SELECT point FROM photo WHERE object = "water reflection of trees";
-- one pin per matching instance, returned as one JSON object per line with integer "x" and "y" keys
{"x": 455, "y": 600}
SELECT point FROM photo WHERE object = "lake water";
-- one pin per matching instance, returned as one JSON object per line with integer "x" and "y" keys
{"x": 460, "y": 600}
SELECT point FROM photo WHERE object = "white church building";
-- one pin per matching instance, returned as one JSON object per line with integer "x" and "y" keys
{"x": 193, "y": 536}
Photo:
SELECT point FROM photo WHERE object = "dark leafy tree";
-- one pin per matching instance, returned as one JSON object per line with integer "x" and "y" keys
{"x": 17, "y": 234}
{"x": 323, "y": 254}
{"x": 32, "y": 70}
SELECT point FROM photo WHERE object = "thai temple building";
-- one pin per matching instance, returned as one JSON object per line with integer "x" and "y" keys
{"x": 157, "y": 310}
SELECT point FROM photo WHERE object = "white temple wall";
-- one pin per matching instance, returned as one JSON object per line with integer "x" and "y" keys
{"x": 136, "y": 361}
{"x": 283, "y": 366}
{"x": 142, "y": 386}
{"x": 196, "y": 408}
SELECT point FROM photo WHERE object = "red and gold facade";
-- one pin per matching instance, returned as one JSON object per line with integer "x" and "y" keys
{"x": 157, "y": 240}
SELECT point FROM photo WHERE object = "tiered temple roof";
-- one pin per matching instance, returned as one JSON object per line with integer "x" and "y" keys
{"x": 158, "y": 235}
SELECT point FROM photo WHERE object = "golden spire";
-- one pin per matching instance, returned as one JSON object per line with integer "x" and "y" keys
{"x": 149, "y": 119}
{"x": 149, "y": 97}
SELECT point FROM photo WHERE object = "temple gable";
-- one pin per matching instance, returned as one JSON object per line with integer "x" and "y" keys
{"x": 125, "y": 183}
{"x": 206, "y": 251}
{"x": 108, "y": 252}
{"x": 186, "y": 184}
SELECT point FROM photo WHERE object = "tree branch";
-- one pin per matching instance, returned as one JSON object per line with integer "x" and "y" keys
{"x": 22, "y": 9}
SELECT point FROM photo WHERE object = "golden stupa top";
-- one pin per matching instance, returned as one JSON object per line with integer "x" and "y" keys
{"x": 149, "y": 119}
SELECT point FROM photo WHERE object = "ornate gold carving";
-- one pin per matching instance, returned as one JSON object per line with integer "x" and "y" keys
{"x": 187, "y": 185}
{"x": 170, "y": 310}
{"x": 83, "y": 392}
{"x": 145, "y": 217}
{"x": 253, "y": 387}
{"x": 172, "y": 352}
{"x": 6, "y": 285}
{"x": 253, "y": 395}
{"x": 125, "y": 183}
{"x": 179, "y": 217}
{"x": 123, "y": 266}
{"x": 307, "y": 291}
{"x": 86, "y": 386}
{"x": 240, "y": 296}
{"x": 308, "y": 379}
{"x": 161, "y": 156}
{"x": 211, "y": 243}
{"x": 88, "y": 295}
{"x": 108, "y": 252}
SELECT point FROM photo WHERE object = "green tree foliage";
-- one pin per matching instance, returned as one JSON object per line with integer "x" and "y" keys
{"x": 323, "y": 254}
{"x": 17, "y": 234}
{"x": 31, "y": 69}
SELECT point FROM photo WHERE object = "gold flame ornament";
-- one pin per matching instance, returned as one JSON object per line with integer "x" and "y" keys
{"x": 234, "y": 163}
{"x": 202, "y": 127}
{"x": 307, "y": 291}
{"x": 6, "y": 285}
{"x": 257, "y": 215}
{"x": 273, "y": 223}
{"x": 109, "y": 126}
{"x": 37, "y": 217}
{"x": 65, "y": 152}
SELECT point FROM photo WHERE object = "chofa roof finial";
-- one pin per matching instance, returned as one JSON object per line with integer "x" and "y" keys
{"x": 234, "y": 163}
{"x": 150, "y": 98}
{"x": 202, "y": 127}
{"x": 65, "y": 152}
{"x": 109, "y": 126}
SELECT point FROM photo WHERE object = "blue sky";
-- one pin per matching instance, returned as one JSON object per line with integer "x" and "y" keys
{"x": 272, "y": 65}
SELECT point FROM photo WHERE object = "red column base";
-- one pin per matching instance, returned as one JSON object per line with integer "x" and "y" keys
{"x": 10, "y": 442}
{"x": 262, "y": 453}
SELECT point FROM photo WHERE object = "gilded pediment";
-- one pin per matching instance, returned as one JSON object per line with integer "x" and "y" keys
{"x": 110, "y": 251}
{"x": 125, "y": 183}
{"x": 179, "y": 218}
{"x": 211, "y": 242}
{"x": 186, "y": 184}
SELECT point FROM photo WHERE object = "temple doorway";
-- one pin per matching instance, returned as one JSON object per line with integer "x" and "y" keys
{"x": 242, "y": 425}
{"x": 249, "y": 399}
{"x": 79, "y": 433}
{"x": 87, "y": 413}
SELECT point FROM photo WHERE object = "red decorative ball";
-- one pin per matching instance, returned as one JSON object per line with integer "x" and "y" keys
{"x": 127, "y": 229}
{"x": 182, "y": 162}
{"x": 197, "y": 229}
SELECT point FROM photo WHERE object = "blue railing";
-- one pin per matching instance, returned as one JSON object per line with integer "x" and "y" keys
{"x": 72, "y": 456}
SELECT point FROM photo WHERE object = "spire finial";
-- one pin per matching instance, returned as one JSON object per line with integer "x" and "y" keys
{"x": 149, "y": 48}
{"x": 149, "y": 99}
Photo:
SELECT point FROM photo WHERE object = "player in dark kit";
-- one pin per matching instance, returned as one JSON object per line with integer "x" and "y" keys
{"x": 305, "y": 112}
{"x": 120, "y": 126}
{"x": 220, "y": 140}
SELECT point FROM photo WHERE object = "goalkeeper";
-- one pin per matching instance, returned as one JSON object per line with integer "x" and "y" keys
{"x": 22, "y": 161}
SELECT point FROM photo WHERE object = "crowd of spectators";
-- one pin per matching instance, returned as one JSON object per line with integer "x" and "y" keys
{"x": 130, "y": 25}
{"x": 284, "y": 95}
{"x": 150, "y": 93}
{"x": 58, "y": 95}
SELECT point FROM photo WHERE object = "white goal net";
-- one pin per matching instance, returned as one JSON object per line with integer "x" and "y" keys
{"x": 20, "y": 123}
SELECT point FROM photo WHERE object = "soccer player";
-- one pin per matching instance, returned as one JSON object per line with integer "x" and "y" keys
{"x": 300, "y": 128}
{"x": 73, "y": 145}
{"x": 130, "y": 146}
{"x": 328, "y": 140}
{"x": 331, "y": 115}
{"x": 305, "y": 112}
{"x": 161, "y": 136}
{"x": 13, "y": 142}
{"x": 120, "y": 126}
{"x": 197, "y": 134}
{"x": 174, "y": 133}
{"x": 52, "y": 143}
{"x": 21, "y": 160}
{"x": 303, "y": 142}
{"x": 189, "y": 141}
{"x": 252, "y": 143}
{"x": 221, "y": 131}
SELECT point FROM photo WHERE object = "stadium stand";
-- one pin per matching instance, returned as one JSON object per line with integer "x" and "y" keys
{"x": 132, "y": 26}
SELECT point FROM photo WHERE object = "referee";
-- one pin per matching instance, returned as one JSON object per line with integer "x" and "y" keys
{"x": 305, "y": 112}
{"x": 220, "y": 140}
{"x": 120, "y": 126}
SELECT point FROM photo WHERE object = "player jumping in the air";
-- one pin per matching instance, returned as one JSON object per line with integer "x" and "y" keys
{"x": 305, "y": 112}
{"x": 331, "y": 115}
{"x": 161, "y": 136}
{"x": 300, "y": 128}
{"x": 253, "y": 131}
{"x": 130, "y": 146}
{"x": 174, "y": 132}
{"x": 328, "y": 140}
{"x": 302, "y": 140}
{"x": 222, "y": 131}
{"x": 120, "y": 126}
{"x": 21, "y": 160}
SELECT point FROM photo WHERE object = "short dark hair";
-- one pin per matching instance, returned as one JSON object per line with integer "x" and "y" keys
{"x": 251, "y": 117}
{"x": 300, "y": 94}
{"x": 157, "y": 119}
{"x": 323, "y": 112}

____________________

From the entries above, copy every line that holds the word "water".

→ **Expected answer**
SELECT point FROM photo WHERE object = "water reflection of trees";
SELECT point FROM photo WHERE object = "lake water";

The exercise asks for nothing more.